**Required work**
Starting at the line that contains "Target: eyebrow", copy each line through the end of the listing below. Include both ends and output nothing more.

--- Begin Given data ---

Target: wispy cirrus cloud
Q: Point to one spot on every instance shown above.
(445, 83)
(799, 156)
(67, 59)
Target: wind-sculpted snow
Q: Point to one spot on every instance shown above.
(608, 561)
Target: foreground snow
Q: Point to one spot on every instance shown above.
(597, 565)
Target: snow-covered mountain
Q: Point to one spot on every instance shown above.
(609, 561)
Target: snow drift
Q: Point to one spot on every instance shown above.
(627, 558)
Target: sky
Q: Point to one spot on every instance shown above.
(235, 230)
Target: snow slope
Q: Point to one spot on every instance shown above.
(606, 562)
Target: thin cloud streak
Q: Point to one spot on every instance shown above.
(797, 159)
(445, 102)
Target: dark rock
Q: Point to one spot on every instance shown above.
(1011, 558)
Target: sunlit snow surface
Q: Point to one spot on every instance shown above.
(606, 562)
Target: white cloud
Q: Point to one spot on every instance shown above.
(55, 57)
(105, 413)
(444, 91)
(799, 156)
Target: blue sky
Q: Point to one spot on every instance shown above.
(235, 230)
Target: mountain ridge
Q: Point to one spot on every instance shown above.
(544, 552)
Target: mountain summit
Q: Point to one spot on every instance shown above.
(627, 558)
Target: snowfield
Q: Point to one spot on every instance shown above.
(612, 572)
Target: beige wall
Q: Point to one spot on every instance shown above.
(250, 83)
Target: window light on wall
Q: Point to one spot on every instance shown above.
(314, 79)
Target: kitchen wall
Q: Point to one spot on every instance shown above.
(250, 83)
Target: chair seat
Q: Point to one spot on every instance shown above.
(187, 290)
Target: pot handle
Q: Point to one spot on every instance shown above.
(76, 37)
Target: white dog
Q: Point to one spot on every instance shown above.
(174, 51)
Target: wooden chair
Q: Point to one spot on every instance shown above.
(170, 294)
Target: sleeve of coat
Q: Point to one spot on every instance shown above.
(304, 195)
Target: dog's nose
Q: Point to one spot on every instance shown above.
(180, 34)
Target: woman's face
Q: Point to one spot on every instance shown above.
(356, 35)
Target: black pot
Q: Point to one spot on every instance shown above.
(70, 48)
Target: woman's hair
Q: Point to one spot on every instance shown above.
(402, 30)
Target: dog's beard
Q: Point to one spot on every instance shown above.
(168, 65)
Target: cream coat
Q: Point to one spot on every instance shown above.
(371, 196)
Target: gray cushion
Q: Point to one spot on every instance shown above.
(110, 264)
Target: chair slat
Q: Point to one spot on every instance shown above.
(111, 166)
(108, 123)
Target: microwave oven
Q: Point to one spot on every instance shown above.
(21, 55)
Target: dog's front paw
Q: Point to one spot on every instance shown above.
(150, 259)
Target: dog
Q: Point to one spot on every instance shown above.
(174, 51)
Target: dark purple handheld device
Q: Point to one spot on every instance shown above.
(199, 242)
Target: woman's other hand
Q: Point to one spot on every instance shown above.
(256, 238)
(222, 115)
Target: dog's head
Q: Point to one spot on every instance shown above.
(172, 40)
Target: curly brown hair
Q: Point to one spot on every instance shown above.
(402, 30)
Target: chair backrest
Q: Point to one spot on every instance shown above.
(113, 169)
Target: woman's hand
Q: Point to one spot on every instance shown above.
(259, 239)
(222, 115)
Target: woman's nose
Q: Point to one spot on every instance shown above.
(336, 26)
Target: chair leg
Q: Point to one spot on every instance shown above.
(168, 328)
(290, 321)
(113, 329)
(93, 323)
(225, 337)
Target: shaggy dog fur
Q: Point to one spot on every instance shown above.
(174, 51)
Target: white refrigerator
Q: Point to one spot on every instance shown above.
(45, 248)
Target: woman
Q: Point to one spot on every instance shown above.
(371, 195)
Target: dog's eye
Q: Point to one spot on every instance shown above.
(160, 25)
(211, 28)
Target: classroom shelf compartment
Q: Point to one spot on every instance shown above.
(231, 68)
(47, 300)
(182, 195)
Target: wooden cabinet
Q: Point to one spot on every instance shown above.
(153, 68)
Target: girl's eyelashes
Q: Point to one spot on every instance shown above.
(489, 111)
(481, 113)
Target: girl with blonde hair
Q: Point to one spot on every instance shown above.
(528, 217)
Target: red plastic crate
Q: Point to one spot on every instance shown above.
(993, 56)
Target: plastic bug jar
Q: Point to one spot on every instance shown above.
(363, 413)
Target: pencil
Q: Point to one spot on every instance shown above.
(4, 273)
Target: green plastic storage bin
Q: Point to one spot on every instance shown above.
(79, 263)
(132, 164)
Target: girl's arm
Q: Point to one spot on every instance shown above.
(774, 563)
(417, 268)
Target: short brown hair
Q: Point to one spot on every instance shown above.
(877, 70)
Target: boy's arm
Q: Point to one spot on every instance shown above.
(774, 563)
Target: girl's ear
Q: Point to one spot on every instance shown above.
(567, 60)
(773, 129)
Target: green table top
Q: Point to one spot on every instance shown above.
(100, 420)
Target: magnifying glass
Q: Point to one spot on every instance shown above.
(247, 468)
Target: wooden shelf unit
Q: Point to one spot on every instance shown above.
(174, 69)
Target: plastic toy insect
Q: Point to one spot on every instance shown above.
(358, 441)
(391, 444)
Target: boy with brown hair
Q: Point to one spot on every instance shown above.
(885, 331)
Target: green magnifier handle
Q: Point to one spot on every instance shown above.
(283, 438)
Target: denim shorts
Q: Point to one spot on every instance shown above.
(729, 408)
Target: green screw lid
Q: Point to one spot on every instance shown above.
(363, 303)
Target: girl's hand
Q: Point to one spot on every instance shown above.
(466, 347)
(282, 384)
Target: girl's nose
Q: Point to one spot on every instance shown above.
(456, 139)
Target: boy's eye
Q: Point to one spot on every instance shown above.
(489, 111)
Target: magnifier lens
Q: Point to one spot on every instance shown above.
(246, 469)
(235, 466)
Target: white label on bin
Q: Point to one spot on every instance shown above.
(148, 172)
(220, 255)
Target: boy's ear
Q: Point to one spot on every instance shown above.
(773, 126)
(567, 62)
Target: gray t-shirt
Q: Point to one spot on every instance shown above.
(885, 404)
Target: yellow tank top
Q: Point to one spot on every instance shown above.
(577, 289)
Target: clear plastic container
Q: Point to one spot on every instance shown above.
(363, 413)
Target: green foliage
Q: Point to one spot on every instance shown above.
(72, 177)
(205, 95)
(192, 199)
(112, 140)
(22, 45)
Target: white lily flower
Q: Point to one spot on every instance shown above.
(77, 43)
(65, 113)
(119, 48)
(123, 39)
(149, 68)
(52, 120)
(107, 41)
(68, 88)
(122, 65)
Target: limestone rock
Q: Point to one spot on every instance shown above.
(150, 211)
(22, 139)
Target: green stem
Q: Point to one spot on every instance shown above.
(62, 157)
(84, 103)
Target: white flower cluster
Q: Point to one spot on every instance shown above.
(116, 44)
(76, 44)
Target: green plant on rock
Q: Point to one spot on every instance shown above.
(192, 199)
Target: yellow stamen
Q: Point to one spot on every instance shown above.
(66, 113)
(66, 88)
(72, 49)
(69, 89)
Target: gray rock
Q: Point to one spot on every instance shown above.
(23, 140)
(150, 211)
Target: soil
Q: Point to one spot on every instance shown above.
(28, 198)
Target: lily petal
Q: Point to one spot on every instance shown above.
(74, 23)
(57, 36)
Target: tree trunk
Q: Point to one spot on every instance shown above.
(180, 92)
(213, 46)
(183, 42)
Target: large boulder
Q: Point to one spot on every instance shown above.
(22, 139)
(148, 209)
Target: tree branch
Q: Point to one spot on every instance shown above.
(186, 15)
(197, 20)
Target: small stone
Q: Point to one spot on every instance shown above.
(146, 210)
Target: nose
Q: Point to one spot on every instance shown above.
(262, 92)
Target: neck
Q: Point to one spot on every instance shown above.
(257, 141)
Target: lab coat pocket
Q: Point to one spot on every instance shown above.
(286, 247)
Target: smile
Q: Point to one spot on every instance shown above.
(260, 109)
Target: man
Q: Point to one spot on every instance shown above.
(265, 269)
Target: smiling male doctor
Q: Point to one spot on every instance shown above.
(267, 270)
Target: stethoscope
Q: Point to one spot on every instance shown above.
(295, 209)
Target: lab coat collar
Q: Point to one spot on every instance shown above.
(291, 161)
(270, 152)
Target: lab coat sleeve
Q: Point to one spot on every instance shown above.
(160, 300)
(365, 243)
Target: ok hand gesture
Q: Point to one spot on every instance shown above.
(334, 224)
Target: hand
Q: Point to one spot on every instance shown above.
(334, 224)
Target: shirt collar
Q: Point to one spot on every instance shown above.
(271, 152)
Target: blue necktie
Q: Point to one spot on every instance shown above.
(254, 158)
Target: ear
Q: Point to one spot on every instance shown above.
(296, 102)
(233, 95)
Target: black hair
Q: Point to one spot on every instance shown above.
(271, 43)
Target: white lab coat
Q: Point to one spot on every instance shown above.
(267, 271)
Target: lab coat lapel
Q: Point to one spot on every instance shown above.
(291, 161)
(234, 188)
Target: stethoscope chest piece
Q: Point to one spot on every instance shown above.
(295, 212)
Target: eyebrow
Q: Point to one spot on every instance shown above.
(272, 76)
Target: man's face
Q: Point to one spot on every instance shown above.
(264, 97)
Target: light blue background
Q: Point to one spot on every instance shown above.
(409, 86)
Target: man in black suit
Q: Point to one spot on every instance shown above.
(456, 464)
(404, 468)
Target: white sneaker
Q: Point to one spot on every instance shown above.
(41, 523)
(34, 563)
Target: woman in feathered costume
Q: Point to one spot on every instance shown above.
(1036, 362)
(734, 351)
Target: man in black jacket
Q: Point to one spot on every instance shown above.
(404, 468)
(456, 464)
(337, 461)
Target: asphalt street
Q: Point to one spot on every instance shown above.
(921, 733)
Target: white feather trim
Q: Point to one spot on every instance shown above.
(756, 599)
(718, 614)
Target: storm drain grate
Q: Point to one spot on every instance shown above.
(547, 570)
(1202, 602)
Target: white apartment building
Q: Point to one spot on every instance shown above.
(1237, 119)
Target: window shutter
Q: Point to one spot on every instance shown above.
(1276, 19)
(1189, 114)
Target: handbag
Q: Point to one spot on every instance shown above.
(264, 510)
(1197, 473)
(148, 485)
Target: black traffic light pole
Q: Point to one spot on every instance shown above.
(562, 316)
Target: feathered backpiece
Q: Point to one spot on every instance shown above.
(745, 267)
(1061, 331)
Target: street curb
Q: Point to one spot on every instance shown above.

--- End Given data ---

**Solution to the problem**
Target: eyebrow
Q: Point to one spot on every instance shown above.
(272, 76)
Target: man's face
Q: Point to one spot on every instance shown above.
(264, 97)
Target: light blue background
Q: Point to one spot on every instance shown above.
(409, 86)
Target: man in black suit
Q: Point to one spot on every instance shown above.
(456, 464)
(404, 468)
Target: white sneaker
Q: Point to one spot on every instance shown above.
(41, 523)
(34, 563)
Target: woman in feathered costume
Q: Point to one spot on every instance shown above.
(1036, 362)
(734, 351)
Target: man in black jacket
Q: Point to one spot on every instance shown above.
(404, 468)
(456, 464)
(337, 461)
Target: asphalt street
Q: Point to one spot on every instance shown above.
(921, 733)
Target: white feather trim
Q: Point to one spot on every instance shown above.
(756, 599)
(718, 614)
Target: storm drain grate
Q: Point to one spot on every instance shown above.
(547, 570)
(1202, 602)
Target: white apartment building
Q: Point to one spot on every instance shown above.
(1237, 119)
Target: window shutter
Q: Point to one spot on every instance shown above.
(1276, 19)
(1189, 114)
Target: handbag
Q: Point to one spot on every instance shown above.
(264, 510)
(1197, 473)
(148, 485)
Target: black traffic light pole
Q: Point to one spot on every instance shown above.
(562, 316)
Target: feathered backpiece
Q: Point to one spot on every instance shown above.
(745, 267)
(1061, 331)
Target: street curb
Q: Point to one spot on every instance shown above.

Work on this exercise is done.